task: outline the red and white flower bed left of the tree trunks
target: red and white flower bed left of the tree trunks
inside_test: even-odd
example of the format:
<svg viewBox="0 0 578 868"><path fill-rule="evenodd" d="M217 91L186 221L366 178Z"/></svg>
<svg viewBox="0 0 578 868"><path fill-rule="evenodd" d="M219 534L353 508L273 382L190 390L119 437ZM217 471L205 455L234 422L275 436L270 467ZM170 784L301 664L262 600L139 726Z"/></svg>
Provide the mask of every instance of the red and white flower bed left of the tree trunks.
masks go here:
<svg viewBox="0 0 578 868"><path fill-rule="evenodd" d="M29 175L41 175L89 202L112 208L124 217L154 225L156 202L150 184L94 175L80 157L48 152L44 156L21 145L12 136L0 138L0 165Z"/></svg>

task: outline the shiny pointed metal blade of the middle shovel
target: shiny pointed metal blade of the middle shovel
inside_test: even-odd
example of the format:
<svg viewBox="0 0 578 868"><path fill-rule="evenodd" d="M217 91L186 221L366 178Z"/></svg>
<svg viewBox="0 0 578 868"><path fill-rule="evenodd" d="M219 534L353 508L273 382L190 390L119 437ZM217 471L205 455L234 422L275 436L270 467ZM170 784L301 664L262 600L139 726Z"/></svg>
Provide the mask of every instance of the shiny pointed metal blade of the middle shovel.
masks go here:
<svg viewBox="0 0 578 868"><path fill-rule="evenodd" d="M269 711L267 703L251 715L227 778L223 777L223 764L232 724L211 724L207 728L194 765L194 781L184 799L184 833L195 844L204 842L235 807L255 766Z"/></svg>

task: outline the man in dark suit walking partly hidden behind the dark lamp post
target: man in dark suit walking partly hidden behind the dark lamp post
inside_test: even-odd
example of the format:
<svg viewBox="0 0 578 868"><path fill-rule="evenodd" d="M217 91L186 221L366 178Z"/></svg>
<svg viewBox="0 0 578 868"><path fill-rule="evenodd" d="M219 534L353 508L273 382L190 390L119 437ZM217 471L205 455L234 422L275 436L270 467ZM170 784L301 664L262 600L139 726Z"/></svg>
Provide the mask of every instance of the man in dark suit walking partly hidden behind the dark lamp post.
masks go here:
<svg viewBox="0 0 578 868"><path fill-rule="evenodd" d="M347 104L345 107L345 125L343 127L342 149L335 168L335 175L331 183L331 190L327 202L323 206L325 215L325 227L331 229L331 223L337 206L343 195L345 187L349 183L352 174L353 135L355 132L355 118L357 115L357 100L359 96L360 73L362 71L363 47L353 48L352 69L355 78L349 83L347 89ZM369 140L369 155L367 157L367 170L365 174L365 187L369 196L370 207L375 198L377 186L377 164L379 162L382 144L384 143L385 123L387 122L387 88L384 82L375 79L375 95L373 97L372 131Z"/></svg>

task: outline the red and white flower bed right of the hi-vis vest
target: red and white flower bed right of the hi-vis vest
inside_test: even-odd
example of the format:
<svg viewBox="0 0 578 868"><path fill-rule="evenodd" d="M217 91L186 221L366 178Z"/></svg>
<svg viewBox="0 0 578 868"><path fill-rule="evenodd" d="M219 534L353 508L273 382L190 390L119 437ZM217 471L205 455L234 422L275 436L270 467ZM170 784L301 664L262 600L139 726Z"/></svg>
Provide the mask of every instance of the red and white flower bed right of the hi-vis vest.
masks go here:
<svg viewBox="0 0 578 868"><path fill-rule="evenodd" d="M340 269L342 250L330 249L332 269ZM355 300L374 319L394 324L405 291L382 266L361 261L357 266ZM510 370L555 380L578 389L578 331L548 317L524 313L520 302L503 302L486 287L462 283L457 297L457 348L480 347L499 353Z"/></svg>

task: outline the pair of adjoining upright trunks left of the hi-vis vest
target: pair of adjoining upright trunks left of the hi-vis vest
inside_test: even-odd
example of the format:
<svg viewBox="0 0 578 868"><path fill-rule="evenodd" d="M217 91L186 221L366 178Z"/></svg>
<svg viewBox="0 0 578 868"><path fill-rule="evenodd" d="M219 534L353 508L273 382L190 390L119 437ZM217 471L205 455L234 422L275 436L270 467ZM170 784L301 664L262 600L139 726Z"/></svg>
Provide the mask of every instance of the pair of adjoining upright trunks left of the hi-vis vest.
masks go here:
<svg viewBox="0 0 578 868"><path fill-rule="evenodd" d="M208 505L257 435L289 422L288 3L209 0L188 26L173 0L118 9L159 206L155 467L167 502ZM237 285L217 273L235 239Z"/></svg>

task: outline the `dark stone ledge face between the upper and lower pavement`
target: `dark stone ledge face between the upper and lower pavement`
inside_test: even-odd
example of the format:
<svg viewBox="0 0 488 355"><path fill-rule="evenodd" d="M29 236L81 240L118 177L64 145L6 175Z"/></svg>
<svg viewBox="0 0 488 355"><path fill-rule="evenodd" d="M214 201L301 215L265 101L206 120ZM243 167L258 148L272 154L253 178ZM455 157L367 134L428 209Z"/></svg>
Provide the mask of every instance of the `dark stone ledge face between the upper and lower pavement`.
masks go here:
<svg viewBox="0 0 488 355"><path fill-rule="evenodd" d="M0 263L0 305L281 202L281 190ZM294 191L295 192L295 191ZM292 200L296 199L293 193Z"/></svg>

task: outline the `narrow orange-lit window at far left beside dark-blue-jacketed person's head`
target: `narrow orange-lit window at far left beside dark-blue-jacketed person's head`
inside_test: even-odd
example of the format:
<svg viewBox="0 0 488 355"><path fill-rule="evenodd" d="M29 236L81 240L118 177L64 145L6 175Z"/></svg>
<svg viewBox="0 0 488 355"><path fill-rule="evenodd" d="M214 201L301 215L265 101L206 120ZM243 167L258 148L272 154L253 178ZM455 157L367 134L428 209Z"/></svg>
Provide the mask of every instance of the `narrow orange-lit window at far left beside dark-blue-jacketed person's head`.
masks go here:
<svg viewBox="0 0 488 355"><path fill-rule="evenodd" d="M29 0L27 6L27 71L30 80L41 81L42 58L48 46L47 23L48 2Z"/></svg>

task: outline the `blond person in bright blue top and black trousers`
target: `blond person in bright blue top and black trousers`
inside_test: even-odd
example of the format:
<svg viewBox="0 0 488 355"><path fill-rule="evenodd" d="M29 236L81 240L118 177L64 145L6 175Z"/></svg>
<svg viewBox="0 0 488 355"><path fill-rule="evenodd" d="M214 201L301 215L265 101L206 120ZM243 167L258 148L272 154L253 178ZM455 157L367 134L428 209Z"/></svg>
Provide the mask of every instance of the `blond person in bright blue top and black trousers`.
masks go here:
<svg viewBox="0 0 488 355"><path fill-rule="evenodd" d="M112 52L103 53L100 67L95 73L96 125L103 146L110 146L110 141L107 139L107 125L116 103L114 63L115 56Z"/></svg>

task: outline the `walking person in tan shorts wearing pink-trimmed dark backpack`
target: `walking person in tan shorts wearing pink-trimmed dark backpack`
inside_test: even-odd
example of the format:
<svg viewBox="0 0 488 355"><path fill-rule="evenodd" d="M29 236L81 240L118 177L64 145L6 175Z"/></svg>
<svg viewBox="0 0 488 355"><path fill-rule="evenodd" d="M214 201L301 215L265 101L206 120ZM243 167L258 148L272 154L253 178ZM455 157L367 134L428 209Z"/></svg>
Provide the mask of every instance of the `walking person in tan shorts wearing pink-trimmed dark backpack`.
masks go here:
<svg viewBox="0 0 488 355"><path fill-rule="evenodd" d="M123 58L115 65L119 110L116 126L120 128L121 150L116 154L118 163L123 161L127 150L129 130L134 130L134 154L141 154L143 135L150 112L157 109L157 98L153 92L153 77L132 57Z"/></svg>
****************************************
■ **Exercise brief**
Having read the entries above, restate them all word for word.

■ **Solution for this exercise**
task: outline the red and white flower bed left of the tree trunks
target: red and white flower bed left of the tree trunks
inside_test: even-odd
example of the format:
<svg viewBox="0 0 578 868"><path fill-rule="evenodd" d="M217 91L186 221L366 178Z"/></svg>
<svg viewBox="0 0 578 868"><path fill-rule="evenodd" d="M219 534L353 508L273 382L190 390L119 437ZM217 471L205 455L234 422L275 436L270 467ZM170 784L301 664L262 600L139 726Z"/></svg>
Provide the mask of every instance of the red and white flower bed left of the tree trunks.
masks go here:
<svg viewBox="0 0 578 868"><path fill-rule="evenodd" d="M29 175L41 175L89 202L112 208L124 217L154 225L156 202L150 184L94 175L80 157L48 152L44 156L21 145L12 136L0 138L0 165Z"/></svg>

task: outline the shiny pointed metal blade of the middle shovel
target: shiny pointed metal blade of the middle shovel
inside_test: even-odd
example of the format:
<svg viewBox="0 0 578 868"><path fill-rule="evenodd" d="M217 91L186 221L366 178Z"/></svg>
<svg viewBox="0 0 578 868"><path fill-rule="evenodd" d="M219 534L353 508L273 382L190 390L119 437ZM217 471L205 455L234 422L275 436L270 467ZM170 784L301 664L262 600L139 726Z"/></svg>
Provide the mask of every instance of the shiny pointed metal blade of the middle shovel.
masks go here:
<svg viewBox="0 0 578 868"><path fill-rule="evenodd" d="M269 711L267 703L251 715L227 778L223 777L223 764L232 724L211 724L207 728L194 765L194 781L184 799L184 833L195 844L204 842L235 807L255 766Z"/></svg>

task: outline the man in dark suit walking partly hidden behind the dark lamp post
target: man in dark suit walking partly hidden behind the dark lamp post
inside_test: even-odd
example of the format:
<svg viewBox="0 0 578 868"><path fill-rule="evenodd" d="M217 91L186 221L366 178Z"/></svg>
<svg viewBox="0 0 578 868"><path fill-rule="evenodd" d="M219 534L353 508L273 382L190 390L119 437ZM217 471L205 455L234 422L275 436L270 467ZM170 784L301 664L262 600L139 726Z"/></svg>
Provide the mask of every instance of the man in dark suit walking partly hidden behind the dark lamp post.
masks go here:
<svg viewBox="0 0 578 868"><path fill-rule="evenodd" d="M347 104L345 107L345 125L343 127L342 149L335 168L335 175L331 183L331 190L327 202L323 206L325 215L325 227L331 229L331 223L337 206L343 195L345 187L349 183L352 174L353 135L355 132L355 118L357 115L357 100L359 96L360 73L362 71L363 47L353 48L352 69L355 78L349 83L347 89ZM369 140L369 155L367 157L367 170L365 174L365 187L369 196L370 207L375 198L377 186L377 164L379 162L382 144L384 143L385 123L387 122L387 88L384 82L375 79L375 95L373 97L372 131Z"/></svg>

task: outline the red and white flower bed right of the hi-vis vest
target: red and white flower bed right of the hi-vis vest
inside_test: even-odd
example of the format:
<svg viewBox="0 0 578 868"><path fill-rule="evenodd" d="M217 91L186 221L366 178Z"/></svg>
<svg viewBox="0 0 578 868"><path fill-rule="evenodd" d="M219 534L353 508L273 382L190 390L119 437ZM217 471L205 455L234 422L275 436L270 467ZM170 784L301 664L262 600L139 726Z"/></svg>
Provide the mask of every instance of the red and white flower bed right of the hi-vis vest.
masks go here:
<svg viewBox="0 0 578 868"><path fill-rule="evenodd" d="M340 269L342 250L330 249L332 269ZM355 300L374 319L394 324L405 291L382 266L361 261L357 266ZM510 370L555 380L578 389L578 331L548 317L524 313L520 302L503 302L486 287L462 283L457 297L457 348L480 347L499 353Z"/></svg>

task: outline the pair of adjoining upright trunks left of the hi-vis vest
target: pair of adjoining upright trunks left of the hi-vis vest
inside_test: even-odd
example of the format:
<svg viewBox="0 0 578 868"><path fill-rule="evenodd" d="M217 91L186 221L366 178Z"/></svg>
<svg viewBox="0 0 578 868"><path fill-rule="evenodd" d="M219 534L353 508L273 382L190 390L119 437ZM217 471L205 455L234 422L275 436L270 467ZM170 784L301 664L262 600L139 726Z"/></svg>
Provide the mask of every instance of the pair of adjoining upright trunks left of the hi-vis vest.
masks go here:
<svg viewBox="0 0 578 868"><path fill-rule="evenodd" d="M208 505L257 435L289 422L288 3L209 0L188 26L173 0L118 9L159 206L155 467L167 502ZM237 285L217 273L235 239Z"/></svg>

task: outline the `dark stone ledge face between the upper and lower pavement`
target: `dark stone ledge face between the upper and lower pavement`
inside_test: even-odd
example of the format:
<svg viewBox="0 0 488 355"><path fill-rule="evenodd" d="M29 236L81 240L118 177L64 145L6 175Z"/></svg>
<svg viewBox="0 0 488 355"><path fill-rule="evenodd" d="M214 201L301 215L265 101L206 120ZM243 167L258 148L272 154L253 178ZM455 157L367 134L428 209Z"/></svg>
Provide the mask of every instance of the `dark stone ledge face between the upper and lower pavement`.
masks go here:
<svg viewBox="0 0 488 355"><path fill-rule="evenodd" d="M0 263L0 305L281 202L281 190ZM294 191L295 192L295 191ZM292 200L296 199L293 193Z"/></svg>

task: outline the `narrow orange-lit window at far left beside dark-blue-jacketed person's head`
target: `narrow orange-lit window at far left beside dark-blue-jacketed person's head`
inside_test: even-odd
example of the format:
<svg viewBox="0 0 488 355"><path fill-rule="evenodd" d="M29 236L81 240L118 177L64 145L6 175Z"/></svg>
<svg viewBox="0 0 488 355"><path fill-rule="evenodd" d="M214 201L301 215L265 101L206 120ZM243 167L258 148L272 154L253 178ZM455 157L367 134L428 209Z"/></svg>
Provide the mask of every instance of the `narrow orange-lit window at far left beside dark-blue-jacketed person's head`.
masks go here:
<svg viewBox="0 0 488 355"><path fill-rule="evenodd" d="M29 0L27 6L27 71L30 80L41 81L42 58L48 46L47 23L48 2Z"/></svg>

task: outline the `blond person in bright blue top and black trousers`
target: `blond person in bright blue top and black trousers`
inside_test: even-odd
example of the format:
<svg viewBox="0 0 488 355"><path fill-rule="evenodd" d="M29 236L81 240L118 177L64 145L6 175Z"/></svg>
<svg viewBox="0 0 488 355"><path fill-rule="evenodd" d="M214 201L301 215L265 101L206 120ZM243 167L258 148L272 154L253 178ZM455 157L367 134L428 209Z"/></svg>
Provide the mask of every instance of the `blond person in bright blue top and black trousers`.
masks go here:
<svg viewBox="0 0 488 355"><path fill-rule="evenodd" d="M112 52L103 53L100 67L95 73L96 125L103 146L110 146L110 141L107 139L107 125L116 103L114 63L115 56Z"/></svg>

task: outline the `walking person in tan shorts wearing pink-trimmed dark backpack`
target: `walking person in tan shorts wearing pink-trimmed dark backpack`
inside_test: even-odd
example of the format:
<svg viewBox="0 0 488 355"><path fill-rule="evenodd" d="M29 236L81 240L118 177L64 145L6 175Z"/></svg>
<svg viewBox="0 0 488 355"><path fill-rule="evenodd" d="M214 201L301 215L265 101L206 120ZM243 167L258 148L272 154L253 178ZM455 157L367 134L428 209Z"/></svg>
Provide the mask of every instance of the `walking person in tan shorts wearing pink-trimmed dark backpack`.
masks go here:
<svg viewBox="0 0 488 355"><path fill-rule="evenodd" d="M123 58L115 65L119 110L116 126L120 128L121 150L116 154L118 163L123 161L127 150L129 130L134 130L134 154L141 154L143 135L150 112L157 109L157 98L153 92L153 77L132 57Z"/></svg>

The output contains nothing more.